• **Extract**:
§ §

Begrüßungsgeld (English: "Welcome money") was, from 1970 until 29 December 1989, a gift from the government of the Federal Republic of Germany (West Germany) to visitors from the German Democratic Republic (GDR - East Germany). This situation originated with the policy of the GDR government restricting the amount of East German Marks (M) that could be exchanged into Deutsche Marks (DM) by GDR citizens when on approved travel to the West. At first, the GDR allowed the exchange of 70 M annually into DM, however by 1989, this sum was reduced to 15 M annually, which greatly restricted the ability of GDR citizens to travel to the West, even if they were approved to do so.

Originally, every GDR citizen was entitled to a "welcome money" payment of 30 DM twice annually; by 1988, this had been increased to a one-time payment of 100 DM annually, which was recorded in their travel documents. The state of Bavaria paid an additional 40 DM to visitors from the GDR. After the fall of the Berlin Wall on 9 November 1989, tens of thousands of East Germans queued in front of banks and town halls in West Germany to collect their "welcome money" for the first time.

§ §

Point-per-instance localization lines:

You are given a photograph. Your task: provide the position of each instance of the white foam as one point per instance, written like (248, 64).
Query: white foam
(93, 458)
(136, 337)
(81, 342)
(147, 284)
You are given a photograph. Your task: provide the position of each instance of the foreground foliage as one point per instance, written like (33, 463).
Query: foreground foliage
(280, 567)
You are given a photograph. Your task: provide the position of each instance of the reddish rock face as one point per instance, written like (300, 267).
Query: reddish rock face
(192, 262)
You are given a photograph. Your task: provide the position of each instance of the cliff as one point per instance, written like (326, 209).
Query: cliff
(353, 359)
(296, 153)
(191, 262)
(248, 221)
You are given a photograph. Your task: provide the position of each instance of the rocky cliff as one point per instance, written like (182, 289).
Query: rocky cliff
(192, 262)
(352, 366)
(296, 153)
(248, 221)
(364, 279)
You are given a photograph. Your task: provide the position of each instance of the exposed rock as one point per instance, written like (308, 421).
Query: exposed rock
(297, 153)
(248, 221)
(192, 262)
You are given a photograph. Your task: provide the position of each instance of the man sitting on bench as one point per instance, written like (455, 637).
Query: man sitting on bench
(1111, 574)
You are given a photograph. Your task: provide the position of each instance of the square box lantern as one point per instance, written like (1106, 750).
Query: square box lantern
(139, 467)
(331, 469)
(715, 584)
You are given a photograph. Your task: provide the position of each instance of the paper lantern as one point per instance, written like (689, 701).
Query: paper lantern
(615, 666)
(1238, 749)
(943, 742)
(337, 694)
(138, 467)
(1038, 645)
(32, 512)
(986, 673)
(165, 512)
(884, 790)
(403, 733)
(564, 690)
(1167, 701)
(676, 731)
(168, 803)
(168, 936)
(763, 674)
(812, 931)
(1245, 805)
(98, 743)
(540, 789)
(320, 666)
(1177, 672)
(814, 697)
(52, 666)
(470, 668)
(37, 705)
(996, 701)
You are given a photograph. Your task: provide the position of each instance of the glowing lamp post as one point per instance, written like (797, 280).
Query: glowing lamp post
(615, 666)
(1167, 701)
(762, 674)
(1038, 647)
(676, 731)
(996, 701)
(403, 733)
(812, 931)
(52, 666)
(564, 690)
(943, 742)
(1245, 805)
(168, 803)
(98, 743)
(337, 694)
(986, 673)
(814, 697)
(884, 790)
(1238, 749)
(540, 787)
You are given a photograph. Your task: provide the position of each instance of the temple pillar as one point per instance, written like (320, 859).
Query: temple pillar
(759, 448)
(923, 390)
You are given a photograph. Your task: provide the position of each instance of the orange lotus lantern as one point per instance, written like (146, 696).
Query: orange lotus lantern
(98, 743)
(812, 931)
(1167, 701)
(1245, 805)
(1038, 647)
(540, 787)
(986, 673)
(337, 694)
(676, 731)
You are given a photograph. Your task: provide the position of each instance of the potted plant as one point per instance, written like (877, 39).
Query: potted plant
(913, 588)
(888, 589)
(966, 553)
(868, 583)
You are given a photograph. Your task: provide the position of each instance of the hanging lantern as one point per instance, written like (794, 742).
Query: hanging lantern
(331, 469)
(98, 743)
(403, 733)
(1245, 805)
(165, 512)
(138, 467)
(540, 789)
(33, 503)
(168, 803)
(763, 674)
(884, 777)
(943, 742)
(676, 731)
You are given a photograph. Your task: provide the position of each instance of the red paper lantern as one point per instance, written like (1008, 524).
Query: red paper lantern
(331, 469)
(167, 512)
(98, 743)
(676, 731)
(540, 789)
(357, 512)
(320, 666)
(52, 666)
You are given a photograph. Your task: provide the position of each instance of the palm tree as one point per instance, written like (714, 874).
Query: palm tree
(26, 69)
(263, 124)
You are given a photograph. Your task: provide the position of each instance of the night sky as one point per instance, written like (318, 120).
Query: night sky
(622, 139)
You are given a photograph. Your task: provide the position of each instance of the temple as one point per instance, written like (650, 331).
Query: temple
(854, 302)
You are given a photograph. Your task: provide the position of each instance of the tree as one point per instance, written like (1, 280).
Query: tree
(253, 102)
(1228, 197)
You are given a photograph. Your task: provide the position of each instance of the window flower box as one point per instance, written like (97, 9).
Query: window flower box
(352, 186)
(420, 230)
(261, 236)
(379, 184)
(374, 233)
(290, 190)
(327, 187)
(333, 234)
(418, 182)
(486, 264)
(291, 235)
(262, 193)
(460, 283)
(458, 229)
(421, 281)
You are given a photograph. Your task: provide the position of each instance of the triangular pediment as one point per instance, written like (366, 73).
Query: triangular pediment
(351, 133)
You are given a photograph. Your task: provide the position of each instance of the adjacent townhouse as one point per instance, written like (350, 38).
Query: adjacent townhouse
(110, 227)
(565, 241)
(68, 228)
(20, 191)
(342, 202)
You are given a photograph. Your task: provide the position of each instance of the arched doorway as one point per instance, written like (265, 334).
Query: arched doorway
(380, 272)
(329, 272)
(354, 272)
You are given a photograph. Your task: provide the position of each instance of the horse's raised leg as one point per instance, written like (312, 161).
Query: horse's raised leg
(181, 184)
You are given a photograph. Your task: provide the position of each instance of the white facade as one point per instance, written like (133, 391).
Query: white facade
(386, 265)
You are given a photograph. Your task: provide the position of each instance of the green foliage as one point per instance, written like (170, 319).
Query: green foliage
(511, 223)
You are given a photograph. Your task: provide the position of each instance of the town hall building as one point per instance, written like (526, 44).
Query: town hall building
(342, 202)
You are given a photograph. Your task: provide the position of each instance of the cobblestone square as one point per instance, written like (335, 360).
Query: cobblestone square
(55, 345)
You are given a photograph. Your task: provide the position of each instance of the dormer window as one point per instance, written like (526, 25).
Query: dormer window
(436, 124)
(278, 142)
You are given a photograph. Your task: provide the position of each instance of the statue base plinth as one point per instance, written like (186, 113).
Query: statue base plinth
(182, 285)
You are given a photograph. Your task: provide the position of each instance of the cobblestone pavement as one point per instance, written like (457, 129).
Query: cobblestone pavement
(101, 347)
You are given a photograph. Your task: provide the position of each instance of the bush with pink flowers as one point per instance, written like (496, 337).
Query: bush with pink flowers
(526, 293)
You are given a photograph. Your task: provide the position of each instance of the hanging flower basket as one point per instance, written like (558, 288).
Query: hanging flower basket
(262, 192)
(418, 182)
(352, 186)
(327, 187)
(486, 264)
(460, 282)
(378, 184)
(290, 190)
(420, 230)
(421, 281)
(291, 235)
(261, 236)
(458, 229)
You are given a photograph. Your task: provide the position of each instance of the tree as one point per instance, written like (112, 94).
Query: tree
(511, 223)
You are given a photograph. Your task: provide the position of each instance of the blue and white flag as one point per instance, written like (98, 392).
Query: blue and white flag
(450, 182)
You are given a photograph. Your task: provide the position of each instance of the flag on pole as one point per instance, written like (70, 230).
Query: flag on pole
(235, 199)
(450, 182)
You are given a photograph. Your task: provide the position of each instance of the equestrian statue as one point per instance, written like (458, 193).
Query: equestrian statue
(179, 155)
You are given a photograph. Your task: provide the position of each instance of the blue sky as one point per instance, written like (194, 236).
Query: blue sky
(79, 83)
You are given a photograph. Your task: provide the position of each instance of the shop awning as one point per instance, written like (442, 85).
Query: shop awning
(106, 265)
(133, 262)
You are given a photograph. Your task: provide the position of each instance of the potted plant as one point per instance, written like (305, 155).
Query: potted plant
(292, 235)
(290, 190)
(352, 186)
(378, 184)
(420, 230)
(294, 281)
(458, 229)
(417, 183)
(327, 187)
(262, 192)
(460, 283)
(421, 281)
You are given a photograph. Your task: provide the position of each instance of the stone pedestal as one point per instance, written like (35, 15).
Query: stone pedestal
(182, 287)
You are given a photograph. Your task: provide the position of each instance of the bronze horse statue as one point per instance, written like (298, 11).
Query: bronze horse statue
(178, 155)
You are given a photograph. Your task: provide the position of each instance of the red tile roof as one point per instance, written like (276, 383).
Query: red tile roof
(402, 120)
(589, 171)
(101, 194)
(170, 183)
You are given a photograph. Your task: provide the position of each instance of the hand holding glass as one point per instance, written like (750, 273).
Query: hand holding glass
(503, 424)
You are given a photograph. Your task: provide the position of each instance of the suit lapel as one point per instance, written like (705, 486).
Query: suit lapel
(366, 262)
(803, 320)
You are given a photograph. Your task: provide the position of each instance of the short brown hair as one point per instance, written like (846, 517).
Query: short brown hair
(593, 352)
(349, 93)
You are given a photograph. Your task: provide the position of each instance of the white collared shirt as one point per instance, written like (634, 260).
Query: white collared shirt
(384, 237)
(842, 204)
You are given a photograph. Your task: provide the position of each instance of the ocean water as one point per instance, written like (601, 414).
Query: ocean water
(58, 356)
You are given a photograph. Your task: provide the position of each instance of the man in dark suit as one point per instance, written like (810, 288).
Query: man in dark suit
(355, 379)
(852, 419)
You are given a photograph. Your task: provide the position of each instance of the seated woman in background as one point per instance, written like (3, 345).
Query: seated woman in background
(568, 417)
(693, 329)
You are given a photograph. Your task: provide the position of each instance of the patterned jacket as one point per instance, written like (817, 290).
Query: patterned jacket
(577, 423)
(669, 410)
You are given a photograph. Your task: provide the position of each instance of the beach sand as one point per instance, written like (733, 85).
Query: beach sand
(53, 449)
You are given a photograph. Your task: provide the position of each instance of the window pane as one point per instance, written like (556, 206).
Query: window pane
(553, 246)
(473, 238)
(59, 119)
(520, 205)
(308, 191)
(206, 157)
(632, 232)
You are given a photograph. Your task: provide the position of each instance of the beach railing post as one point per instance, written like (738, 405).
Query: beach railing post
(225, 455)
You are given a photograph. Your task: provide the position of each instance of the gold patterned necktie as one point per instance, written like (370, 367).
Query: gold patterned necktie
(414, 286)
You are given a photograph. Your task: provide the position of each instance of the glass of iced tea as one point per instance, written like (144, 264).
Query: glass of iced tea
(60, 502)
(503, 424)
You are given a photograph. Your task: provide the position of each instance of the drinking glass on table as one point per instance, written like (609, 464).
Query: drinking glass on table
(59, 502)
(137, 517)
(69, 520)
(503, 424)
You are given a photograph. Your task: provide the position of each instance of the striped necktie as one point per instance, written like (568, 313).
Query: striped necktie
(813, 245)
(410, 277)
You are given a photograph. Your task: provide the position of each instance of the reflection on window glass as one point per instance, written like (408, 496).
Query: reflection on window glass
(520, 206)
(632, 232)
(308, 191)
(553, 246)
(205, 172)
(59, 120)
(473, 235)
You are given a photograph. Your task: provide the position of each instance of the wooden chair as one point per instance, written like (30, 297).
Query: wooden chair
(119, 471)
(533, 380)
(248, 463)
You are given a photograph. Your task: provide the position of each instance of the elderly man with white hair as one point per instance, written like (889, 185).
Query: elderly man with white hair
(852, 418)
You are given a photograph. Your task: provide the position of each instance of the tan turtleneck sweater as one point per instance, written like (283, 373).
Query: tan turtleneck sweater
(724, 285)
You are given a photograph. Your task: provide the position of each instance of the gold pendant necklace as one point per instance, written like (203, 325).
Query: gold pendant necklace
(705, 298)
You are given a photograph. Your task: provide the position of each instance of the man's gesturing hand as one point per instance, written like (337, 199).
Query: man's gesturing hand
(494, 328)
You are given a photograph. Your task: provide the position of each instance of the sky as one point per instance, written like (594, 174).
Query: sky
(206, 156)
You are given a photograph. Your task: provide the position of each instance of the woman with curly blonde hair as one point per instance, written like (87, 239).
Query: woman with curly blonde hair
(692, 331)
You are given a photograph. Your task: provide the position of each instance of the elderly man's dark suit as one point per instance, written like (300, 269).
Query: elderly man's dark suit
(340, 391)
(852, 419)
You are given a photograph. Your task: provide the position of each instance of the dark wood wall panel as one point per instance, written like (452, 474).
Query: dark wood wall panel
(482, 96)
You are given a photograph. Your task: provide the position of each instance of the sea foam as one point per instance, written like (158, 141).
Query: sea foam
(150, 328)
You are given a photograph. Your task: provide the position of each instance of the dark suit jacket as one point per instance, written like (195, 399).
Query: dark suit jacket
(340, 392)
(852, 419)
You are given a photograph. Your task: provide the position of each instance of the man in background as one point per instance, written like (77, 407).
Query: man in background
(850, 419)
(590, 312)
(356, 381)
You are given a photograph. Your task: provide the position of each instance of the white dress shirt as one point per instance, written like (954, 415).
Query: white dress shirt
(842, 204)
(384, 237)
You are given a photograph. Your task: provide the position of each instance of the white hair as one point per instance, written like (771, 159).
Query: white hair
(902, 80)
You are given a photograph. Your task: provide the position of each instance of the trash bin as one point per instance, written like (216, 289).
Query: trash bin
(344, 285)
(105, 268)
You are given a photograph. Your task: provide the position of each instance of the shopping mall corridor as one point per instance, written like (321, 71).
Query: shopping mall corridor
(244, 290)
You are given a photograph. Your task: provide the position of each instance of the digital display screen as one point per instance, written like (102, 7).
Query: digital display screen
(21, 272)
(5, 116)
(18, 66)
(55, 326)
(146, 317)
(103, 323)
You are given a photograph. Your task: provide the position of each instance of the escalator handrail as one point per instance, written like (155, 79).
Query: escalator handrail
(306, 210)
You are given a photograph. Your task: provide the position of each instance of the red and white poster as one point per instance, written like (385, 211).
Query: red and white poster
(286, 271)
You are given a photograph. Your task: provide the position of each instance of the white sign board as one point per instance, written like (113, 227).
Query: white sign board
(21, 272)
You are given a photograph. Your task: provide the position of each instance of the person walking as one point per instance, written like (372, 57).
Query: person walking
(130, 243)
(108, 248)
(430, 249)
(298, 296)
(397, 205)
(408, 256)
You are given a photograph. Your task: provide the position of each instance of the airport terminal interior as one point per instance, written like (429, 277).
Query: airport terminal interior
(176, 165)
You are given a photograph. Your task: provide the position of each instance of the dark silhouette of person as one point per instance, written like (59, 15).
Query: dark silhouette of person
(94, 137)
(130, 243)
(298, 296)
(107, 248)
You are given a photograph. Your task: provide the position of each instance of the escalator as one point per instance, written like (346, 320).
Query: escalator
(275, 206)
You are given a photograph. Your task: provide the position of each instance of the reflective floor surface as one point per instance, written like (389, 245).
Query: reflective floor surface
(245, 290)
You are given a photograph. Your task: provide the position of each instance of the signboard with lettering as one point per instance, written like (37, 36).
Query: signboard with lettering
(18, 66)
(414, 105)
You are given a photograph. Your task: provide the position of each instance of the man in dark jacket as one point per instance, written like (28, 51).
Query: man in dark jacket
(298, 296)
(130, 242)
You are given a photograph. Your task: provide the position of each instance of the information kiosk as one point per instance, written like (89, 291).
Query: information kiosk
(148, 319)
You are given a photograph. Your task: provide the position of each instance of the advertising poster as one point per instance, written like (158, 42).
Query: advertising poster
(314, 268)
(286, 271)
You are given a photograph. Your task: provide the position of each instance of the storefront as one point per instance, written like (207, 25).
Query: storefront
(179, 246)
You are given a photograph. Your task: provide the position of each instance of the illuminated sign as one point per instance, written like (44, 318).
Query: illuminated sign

§ §

• **Complete the following**:
(a) How much extra did the state of Bavaria pay to visitors from the GDR, according to the welcome money text?
(b) Repeat the part of the welcome money text from "Originally, every GDR" to "the first time.".
(c) Decide whether each statement agrees with the welcome money text. Answer yes or no for each, and quote the words from the text that decide it.
(i) By 1989 the GDR allowed its citizens to exchange 70 M annually into DM.
(ii) The 100 DM payment was recorded in the visitors' travel documents.
(iii) The welcome money payments ended on 9 November 1989.

• **Your written answers**:
(a) An additional 40 DM.

(b)
Originally, every GDR citizen was entitled to a "welcome money" payment of 30 DM twice annually; by 1988, this had been increased to a one-time payment of 100 DM annually, which was recorded in their travel documents. The state of Bavaria paid an additional 40 DM to visitors from the GDR. After the fall of the Berlin Wall on 9 November 1989, tens of thousands of East Germans queued in front of banks and town halls in West Germany to collect their "welcome money" for the first time.

(c)
(i) No: "by 1989, this sum was reduced to 15 M annually"
(ii) Yes: "which was recorded in their travel documents"
(iii) No: "from 1970 until 29 December 1989"